# 779 oil drum loader



## alaft61ri (Oct 11, 2019)

Picked up a oil drum loader this weekend no barrels and no forklift have no big deal.it works but ove really slow too. Took it apart cleaned it . then cleaned rotor not sure if i am testing it right getting 0 does any one know if there is a certain way icking it like an armature with a multimeter. 
Thaks al


----------



## AmFlyer (Mar 16, 2012)

Al, I have never taken apart a 779 Oil Drum Loader. I looked at the repair instructions and diagrams included in the Factory Service Manual. From the motor renderings and lack of brushes it appears Gilbert used an induction motor in the 779. The resistance between any two rotor bars in an induction motor should be zero.
Rotor bars in a induction motor can resemble commutator segments but they are not. Did you check the resistance of the stator field? When I get home on Tuesday I can look up the details of this motor and be more specific.If the motor does not run the problem is most likely with the stator field.


----------



## alaft61ri (Oct 11, 2019)

No i didnt not sure how to ck stator. It works but move very slow and stops then starts up my bench top tranformer is on full and i dont have the button switch yet. So the rotor is reading 0 which is good i didnt know you can ck the stator. Thanks for helping.
Al


----------



## AmFlyer (Mar 16, 2012)

The two power wires connect to the stator field. Just put the meter leads on the two terminals on the base. Without my reference material a guess would be 4 to 5 ohms.


----------



## alaft61ri (Oct 11, 2019)

Ok thanks ck it today getting 3.0


----------



## AmFlyer (Mar 16, 2012)

At that reading the field should be good.


----------



## alaft61ri (Oct 11, 2019)

Then iam stumped. Why it move so slow at full power and stops to get it to move. Again i just move the rotor a little and starts to go for a little bit the it will stop again. 
Al


----------



## AmFlyer (Mar 16, 2012)

Al, I need to l to look at my Gilbert motor reference material when I get home Tuesday. Induction motors are a lot different than a series universal motor. I need to see how Gilbert built the rotor. It is certainly an asynchronous design so it should be just brass bars connected by conductive rings over a stacked steel laminated core. Not much can go wrong with these.

DATASET EXTRACT ▸
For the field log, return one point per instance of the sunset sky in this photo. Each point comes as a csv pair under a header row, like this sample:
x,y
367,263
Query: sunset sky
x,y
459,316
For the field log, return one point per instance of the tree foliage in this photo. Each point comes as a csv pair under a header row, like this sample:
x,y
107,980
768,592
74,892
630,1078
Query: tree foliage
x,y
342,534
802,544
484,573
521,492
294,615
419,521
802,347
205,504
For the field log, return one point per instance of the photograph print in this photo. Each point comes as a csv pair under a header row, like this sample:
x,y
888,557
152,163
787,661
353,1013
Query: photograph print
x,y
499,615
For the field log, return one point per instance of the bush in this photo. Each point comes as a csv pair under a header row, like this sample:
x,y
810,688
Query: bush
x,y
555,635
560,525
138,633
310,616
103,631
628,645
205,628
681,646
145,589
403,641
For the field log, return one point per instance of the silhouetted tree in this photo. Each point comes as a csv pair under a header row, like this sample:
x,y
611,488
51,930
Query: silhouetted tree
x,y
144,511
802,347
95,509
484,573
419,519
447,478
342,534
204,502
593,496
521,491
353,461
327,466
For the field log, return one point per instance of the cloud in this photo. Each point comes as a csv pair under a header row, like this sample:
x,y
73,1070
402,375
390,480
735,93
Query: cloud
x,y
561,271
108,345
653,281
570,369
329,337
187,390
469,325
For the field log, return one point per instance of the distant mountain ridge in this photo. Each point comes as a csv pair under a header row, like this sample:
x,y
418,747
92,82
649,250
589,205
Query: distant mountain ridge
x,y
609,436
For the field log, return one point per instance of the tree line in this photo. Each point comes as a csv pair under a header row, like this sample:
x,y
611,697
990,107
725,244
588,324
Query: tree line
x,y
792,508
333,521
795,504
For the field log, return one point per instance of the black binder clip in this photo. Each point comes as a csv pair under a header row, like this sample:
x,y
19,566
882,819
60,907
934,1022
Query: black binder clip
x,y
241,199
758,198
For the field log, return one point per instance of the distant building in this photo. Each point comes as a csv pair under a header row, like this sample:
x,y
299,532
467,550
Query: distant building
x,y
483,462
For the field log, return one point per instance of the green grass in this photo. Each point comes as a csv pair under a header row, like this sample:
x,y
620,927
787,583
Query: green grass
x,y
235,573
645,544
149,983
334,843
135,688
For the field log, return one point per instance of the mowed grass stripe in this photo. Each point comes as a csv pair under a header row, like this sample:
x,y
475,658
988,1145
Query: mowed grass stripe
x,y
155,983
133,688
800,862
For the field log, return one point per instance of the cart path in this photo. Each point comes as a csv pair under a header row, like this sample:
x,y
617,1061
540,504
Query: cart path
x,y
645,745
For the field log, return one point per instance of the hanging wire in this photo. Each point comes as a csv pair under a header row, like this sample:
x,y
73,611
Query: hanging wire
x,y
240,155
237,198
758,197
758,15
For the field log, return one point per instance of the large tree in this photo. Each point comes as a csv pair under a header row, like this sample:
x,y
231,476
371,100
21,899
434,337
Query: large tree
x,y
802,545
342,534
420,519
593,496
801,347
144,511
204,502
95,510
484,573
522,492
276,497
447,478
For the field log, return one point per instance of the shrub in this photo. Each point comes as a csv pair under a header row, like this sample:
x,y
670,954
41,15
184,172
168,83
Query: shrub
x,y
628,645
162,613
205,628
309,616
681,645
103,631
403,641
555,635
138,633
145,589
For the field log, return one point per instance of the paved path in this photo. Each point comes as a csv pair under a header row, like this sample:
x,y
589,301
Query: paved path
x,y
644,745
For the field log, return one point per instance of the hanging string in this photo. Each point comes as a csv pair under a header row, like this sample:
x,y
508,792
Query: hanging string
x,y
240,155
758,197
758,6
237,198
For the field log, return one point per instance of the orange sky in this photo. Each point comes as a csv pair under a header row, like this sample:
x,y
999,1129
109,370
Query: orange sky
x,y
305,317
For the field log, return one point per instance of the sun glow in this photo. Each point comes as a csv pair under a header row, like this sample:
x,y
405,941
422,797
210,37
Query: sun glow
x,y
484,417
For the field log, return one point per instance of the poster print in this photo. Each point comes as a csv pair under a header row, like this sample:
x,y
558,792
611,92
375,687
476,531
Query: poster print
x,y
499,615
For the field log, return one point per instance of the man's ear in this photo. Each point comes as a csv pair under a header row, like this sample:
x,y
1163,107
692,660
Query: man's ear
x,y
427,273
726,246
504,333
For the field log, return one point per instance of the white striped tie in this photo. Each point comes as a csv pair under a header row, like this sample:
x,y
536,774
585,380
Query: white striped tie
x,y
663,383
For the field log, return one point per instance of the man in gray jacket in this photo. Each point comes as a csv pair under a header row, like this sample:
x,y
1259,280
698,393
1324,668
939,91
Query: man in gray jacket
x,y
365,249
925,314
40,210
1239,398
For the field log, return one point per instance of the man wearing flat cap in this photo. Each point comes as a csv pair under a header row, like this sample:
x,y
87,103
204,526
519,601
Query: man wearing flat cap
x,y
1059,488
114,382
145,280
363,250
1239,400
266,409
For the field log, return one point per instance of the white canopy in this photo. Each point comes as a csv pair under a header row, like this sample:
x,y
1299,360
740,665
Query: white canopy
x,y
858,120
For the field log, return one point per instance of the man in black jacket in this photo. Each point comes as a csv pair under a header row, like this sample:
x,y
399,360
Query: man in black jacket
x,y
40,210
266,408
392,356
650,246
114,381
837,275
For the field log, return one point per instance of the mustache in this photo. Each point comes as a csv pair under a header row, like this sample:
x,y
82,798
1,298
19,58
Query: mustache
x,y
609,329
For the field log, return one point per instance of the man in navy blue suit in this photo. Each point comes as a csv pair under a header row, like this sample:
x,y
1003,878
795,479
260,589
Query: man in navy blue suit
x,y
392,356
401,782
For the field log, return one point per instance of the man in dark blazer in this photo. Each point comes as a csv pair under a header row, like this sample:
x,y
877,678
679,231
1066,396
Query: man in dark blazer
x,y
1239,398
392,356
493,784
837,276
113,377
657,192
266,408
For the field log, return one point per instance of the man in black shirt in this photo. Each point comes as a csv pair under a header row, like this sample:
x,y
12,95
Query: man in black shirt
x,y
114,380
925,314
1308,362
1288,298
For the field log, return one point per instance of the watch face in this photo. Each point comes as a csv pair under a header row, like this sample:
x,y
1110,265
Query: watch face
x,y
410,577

EXERCISE SET ▸
a) In the thread about the 779 oil drum loader, what resistance does AmFlyer guess the stator field will show?
b) Pick up the thread about the 779 oil drum loader after its last post and write the next part.
The listing is separate material and has no connection to the forum thread about the 779 oil drum loader.

RESULTS FOR EACH TASK ▸
a) About 4 to 5 ohms.

b)
----------



## alaft61ri (Oct 11, 2019)

Ok thanks i appreciate it.


----------



## alaft61ri (Oct 11, 2019)

Dont know what i did but came home put it back together and working fine its on half power let it run for ten minutes didnt stop. Go figure. Thanks Al


----------



## AmFlyer (Mar 16, 2012)

Great fix, whatever you did!


----------



## alaft61ri (Oct 11, 2019)

Thanks i will post some pics


----------



## AmFlyer (Mar 16, 2012)

Here is the Induction motor Gilbert used in the 779 Oil Drum Loader. Gilbert refers to this as a brushless motor. These are reliable and should require no maintenance. The rotor bars and connecting rings are visible in the picture.


----------



## alaft61ri (Oct 11, 2019)

Thankyou the one.i have is a little different the rotor were the copper shows on each end that length is longer and the right side it has one plastic round piece with washer. I will try to send a picture. Thankyou again

Al


----------



## AmFlyer (Mar 16, 2012)

That would be helpful Al. The one pictured above is the only one documented in the reference material.


----------



## alaft61ri (Oct 11, 2019)

Here it is


----------



## alaft61ri (Oct 11, 2019)




----------



## AmFlyer (Mar 16, 2012)

It looks like the design of the rotor bars was improved and parts 13 and 14 were added to better absorb the thrust caused by the worm gear when the motor is running.


----------



## alaft61ri (Oct 11, 2019)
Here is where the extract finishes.